| Material to process |
============

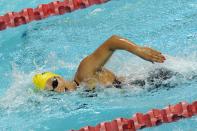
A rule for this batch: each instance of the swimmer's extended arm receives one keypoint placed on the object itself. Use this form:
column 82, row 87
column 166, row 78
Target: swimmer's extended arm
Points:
column 94, row 62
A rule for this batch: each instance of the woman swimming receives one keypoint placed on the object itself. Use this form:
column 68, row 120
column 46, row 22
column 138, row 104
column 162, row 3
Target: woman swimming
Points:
column 91, row 70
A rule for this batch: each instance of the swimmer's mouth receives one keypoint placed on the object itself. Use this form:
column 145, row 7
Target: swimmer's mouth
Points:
column 54, row 84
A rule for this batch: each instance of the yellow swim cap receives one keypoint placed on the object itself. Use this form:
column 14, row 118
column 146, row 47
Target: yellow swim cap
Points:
column 40, row 80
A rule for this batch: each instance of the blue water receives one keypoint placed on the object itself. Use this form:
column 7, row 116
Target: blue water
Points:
column 59, row 43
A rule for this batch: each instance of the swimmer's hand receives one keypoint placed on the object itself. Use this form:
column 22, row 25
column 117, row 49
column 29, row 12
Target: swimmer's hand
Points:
column 149, row 54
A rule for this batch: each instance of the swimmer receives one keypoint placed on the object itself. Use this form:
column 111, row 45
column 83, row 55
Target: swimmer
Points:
column 91, row 70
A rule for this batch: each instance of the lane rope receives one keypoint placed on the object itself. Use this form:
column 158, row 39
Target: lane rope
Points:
column 14, row 19
column 154, row 117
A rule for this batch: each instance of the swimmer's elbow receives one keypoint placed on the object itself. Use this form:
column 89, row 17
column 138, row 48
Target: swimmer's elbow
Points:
column 112, row 41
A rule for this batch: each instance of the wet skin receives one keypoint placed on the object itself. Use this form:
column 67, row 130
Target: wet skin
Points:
column 91, row 72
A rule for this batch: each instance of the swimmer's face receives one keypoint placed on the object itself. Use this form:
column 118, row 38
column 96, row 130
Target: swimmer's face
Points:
column 58, row 84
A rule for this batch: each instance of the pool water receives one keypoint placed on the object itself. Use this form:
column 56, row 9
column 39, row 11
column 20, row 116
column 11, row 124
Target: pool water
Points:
column 59, row 43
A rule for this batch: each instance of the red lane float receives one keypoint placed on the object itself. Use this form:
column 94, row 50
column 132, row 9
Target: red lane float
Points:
column 152, row 118
column 14, row 19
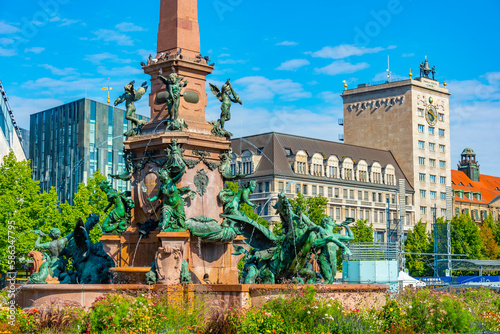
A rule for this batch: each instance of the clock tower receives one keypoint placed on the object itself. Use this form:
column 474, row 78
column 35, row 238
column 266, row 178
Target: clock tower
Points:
column 410, row 118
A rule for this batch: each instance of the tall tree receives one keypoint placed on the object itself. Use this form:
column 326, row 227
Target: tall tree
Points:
column 418, row 241
column 490, row 248
column 89, row 199
column 465, row 237
column 23, row 209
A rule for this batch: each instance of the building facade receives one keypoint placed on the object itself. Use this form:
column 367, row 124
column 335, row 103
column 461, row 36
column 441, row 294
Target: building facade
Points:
column 357, row 181
column 411, row 119
column 474, row 194
column 11, row 136
column 68, row 143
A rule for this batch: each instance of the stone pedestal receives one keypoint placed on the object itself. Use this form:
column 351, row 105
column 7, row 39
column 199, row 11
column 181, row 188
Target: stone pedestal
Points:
column 173, row 250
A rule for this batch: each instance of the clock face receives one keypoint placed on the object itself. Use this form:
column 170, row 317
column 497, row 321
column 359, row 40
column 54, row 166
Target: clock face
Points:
column 431, row 115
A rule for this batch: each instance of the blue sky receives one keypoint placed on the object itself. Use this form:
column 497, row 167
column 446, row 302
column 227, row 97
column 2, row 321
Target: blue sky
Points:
column 287, row 59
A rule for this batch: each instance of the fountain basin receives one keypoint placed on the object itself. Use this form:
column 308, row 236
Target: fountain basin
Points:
column 129, row 275
column 225, row 295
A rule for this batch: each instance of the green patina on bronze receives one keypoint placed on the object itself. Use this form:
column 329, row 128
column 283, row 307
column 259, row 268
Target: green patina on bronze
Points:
column 227, row 96
column 131, row 96
column 118, row 220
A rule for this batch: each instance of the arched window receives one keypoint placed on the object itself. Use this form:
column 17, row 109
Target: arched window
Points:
column 389, row 175
column 347, row 169
column 301, row 165
column 362, row 171
column 247, row 162
column 376, row 173
column 332, row 167
column 317, row 164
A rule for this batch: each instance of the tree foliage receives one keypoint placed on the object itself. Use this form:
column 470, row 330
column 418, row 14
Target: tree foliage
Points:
column 466, row 237
column 362, row 231
column 418, row 241
column 24, row 206
column 313, row 207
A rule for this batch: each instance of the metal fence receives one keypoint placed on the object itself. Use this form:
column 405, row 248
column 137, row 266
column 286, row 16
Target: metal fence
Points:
column 372, row 251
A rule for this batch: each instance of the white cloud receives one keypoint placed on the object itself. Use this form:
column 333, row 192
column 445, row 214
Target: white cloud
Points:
column 35, row 50
column 287, row 43
column 67, row 22
column 113, row 36
column 293, row 65
column 8, row 29
column 128, row 26
column 261, row 88
column 7, row 52
column 6, row 41
column 344, row 51
column 59, row 71
column 105, row 56
column 119, row 71
column 23, row 108
column 493, row 77
column 340, row 67
column 232, row 61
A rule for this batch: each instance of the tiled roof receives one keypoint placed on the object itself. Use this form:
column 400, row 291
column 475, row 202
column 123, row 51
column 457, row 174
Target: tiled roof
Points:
column 274, row 160
column 486, row 186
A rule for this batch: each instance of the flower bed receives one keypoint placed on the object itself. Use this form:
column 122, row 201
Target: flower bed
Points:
column 419, row 311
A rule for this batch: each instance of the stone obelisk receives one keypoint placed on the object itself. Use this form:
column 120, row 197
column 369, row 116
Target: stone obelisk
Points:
column 178, row 51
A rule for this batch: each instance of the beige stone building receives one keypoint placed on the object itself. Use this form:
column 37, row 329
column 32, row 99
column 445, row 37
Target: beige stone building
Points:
column 358, row 181
column 411, row 119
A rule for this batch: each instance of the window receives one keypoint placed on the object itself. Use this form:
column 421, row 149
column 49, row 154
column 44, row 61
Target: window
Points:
column 379, row 236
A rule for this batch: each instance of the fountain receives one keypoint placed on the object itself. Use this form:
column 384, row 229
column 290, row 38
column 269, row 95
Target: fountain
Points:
column 180, row 225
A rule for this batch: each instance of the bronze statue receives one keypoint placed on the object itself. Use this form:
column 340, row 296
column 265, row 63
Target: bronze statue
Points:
column 174, row 84
column 227, row 96
column 130, row 97
column 173, row 213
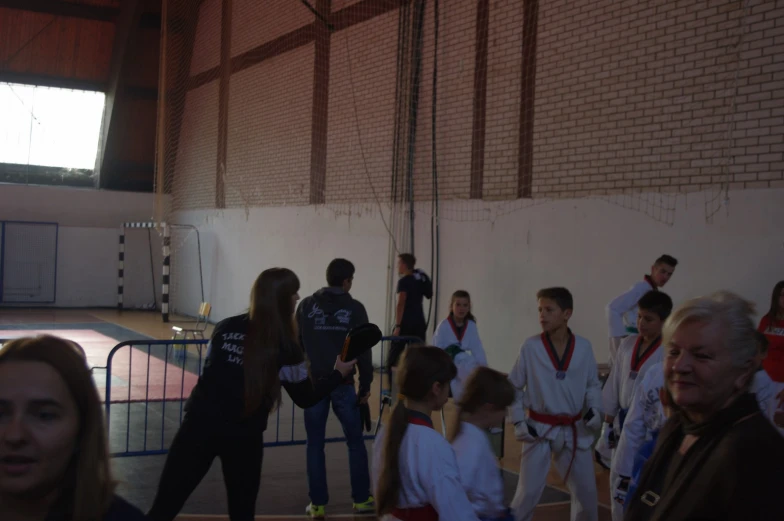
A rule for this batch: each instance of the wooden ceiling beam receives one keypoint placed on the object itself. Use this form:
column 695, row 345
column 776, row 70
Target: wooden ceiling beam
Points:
column 126, row 30
column 55, row 7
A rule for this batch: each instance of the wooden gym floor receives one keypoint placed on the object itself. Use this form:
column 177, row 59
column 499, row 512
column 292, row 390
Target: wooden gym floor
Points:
column 149, row 324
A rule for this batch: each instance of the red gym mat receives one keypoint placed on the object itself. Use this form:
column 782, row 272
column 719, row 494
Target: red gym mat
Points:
column 129, row 382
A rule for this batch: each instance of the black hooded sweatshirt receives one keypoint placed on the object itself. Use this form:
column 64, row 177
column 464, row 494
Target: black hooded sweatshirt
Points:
column 324, row 319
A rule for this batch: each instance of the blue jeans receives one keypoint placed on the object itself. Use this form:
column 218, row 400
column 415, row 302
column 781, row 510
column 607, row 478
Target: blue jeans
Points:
column 344, row 403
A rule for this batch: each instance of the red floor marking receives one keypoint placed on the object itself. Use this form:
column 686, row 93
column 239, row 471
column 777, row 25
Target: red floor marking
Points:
column 166, row 380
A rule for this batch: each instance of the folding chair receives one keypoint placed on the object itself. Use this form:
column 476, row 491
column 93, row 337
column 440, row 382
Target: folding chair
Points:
column 196, row 332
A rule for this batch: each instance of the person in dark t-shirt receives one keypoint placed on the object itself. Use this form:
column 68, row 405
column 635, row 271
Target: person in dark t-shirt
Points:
column 414, row 285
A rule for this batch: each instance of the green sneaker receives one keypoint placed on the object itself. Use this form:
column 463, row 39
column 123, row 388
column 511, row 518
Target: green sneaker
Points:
column 315, row 511
column 366, row 507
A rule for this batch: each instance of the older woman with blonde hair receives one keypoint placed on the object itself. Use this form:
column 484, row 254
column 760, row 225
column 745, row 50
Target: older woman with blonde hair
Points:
column 54, row 460
column 718, row 457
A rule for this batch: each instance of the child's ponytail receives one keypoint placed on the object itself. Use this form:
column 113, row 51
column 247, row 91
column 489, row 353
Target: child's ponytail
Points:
column 419, row 368
column 389, row 482
column 484, row 386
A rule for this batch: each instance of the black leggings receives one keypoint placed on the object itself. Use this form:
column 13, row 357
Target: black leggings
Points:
column 198, row 442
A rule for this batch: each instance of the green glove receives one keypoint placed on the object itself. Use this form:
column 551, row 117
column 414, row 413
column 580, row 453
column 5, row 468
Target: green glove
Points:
column 453, row 350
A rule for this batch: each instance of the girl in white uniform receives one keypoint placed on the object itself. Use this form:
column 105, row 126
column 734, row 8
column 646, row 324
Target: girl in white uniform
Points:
column 458, row 335
column 415, row 471
column 487, row 394
column 635, row 356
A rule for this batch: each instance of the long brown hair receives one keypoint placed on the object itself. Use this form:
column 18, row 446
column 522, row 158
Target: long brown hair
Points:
column 774, row 310
column 419, row 368
column 272, row 331
column 88, row 487
column 461, row 293
column 484, row 386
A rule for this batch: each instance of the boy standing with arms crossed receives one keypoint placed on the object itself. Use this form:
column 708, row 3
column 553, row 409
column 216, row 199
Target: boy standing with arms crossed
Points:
column 636, row 355
column 556, row 378
column 622, row 310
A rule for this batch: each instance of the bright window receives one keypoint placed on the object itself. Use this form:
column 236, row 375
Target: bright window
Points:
column 49, row 127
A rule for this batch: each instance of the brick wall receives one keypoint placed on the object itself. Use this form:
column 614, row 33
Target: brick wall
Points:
column 630, row 96
column 193, row 185
column 505, row 41
column 454, row 122
column 268, row 158
column 360, row 125
column 638, row 96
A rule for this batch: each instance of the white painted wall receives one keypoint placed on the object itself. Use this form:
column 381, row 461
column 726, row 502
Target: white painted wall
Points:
column 89, row 223
column 595, row 248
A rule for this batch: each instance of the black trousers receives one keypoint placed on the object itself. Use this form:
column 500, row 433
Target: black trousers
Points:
column 199, row 441
column 397, row 348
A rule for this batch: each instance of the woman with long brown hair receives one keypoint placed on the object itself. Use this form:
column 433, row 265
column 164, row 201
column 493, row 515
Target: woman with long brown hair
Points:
column 417, row 475
column 54, row 461
column 250, row 357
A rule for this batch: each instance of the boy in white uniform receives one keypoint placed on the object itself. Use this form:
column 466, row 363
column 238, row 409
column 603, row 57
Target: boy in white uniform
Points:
column 636, row 355
column 622, row 310
column 555, row 376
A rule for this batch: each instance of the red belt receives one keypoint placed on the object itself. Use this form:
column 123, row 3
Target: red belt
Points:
column 559, row 420
column 425, row 513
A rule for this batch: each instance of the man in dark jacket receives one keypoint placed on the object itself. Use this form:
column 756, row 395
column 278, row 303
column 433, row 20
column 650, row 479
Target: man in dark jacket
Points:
column 324, row 319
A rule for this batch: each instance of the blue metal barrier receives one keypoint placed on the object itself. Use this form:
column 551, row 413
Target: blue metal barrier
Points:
column 143, row 425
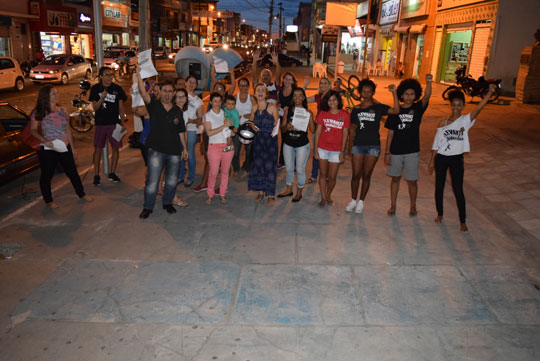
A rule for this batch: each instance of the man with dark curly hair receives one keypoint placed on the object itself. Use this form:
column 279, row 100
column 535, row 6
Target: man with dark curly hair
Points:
column 403, row 142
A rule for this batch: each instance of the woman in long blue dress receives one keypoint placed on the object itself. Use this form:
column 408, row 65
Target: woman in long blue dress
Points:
column 262, row 177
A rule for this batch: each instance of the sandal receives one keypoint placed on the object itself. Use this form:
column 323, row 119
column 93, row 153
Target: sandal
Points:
column 177, row 201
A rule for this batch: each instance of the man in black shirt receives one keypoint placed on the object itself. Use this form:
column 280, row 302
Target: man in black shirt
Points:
column 108, row 101
column 403, row 142
column 166, row 145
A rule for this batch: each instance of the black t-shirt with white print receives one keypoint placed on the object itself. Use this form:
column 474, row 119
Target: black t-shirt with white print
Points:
column 108, row 113
column 406, row 127
column 367, row 122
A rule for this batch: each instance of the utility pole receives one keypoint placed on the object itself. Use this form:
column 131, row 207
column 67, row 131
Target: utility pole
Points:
column 280, row 21
column 143, row 25
column 270, row 19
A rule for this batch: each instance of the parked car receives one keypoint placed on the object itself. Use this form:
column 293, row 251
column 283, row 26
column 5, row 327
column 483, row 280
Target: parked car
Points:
column 61, row 68
column 284, row 60
column 16, row 158
column 11, row 75
column 161, row 52
column 172, row 54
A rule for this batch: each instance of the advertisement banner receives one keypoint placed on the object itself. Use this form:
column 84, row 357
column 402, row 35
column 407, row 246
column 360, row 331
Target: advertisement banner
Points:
column 389, row 12
column 413, row 8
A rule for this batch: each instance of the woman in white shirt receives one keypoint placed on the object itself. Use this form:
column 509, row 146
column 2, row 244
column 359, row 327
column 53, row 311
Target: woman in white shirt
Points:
column 451, row 141
column 194, row 118
column 217, row 129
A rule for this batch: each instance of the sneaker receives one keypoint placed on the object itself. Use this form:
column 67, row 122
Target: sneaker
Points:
column 359, row 207
column 350, row 206
column 200, row 189
column 113, row 178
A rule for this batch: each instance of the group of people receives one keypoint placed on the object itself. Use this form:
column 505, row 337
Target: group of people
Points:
column 175, row 120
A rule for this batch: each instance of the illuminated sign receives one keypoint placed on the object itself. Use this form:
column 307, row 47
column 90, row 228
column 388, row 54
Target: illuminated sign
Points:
column 389, row 12
column 84, row 18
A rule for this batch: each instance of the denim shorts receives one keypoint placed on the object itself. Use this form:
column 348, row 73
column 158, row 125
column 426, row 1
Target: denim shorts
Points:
column 331, row 156
column 373, row 150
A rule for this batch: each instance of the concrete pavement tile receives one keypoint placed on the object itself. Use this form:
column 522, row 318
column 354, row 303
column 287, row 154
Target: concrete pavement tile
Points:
column 76, row 291
column 73, row 341
column 497, row 198
column 354, row 243
column 509, row 293
column 172, row 293
column 399, row 295
column 18, row 280
column 257, row 243
column 150, row 240
column 530, row 224
column 298, row 295
column 494, row 343
column 369, row 344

============

| Task objective |
Please give back, without any change, the lines from the very beginning of the lines above through the line with "column 94, row 62", including both ends. Leave the pictures out of your answer.

| Solution to the exercise |
A rule for this batch: each instance of the swimmer's extended arm receives one keypoint placed on the object itself. Use this form:
column 82, row 87
column 166, row 78
Target: swimmer's extended arm
Points:
column 94, row 62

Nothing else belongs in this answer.